Extracted records:
◇ ◇ ◇ ◇ ◇
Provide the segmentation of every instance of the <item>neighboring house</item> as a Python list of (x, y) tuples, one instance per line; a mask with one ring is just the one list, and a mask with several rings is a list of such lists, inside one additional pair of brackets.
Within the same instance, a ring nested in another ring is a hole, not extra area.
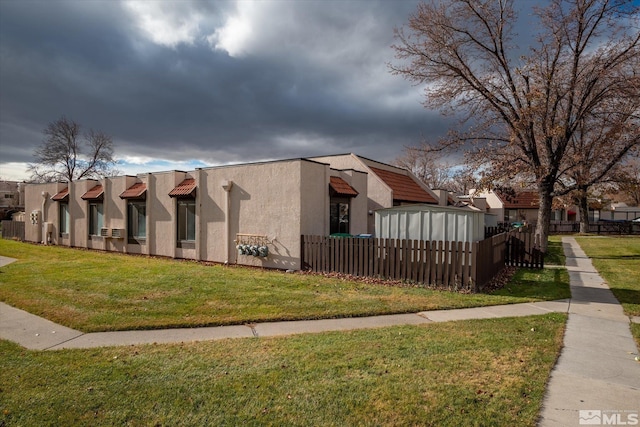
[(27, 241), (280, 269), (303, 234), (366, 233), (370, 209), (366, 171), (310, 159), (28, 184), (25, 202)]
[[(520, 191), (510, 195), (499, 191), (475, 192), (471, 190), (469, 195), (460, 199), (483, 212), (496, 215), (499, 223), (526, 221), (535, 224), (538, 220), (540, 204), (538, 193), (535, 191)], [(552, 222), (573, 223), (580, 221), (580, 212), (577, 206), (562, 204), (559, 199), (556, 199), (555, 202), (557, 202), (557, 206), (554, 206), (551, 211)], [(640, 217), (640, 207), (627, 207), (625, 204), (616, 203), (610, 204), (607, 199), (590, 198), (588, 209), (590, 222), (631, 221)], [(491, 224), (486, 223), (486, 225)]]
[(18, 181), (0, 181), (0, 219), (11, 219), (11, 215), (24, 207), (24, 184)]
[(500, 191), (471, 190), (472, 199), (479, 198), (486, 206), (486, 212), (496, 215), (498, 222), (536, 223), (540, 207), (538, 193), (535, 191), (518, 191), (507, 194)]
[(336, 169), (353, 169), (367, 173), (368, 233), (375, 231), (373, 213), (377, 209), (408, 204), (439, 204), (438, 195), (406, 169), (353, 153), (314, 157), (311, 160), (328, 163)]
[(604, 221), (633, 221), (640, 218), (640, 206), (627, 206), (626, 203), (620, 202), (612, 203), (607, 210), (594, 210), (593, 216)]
◇ ◇ ◇ ◇ ◇
What the exercise asks:
Please repeat every record exactly, leaving the pictures out.

Solution:
Provide the segmentation of every instance of the <item>neighboring house</item> as a Python list of (x, y) tuples, one instance per line; a mask with one ring is just the one list, and a mask with several rings is a list of such lists, inside one additional pair of brackets.
Within the same instance, a ring nested in another ring is a hole, not extra area.
[(27, 241), (280, 269), (303, 234), (366, 233), (370, 209), (366, 171), (310, 159), (28, 184), (25, 202)]
[[(520, 191), (510, 195), (499, 191), (475, 192), (471, 190), (469, 195), (460, 199), (483, 212), (496, 215), (499, 223), (526, 221), (535, 224), (538, 220), (540, 204), (538, 193), (535, 191)], [(552, 222), (573, 223), (580, 221), (580, 212), (577, 206), (562, 204), (559, 199), (556, 199), (555, 202), (557, 202), (557, 206), (554, 206), (551, 211)], [(640, 217), (640, 207), (627, 207), (625, 204), (616, 203), (610, 204), (607, 199), (590, 198), (588, 209), (590, 222), (631, 221)], [(491, 224), (486, 223), (486, 225)]]
[(18, 181), (0, 181), (0, 219), (11, 219), (11, 215), (24, 207), (24, 184)]
[(500, 191), (471, 190), (472, 199), (479, 198), (486, 206), (486, 212), (496, 215), (498, 222), (536, 223), (540, 207), (538, 193), (535, 191), (518, 191), (507, 194)]
[(336, 169), (353, 169), (367, 173), (368, 233), (375, 231), (373, 213), (377, 209), (408, 204), (439, 204), (438, 195), (406, 169), (353, 153), (314, 157), (311, 160), (328, 163)]
[(604, 221), (633, 221), (640, 218), (640, 206), (627, 206), (626, 203), (620, 202), (612, 203), (607, 210), (594, 210), (593, 216)]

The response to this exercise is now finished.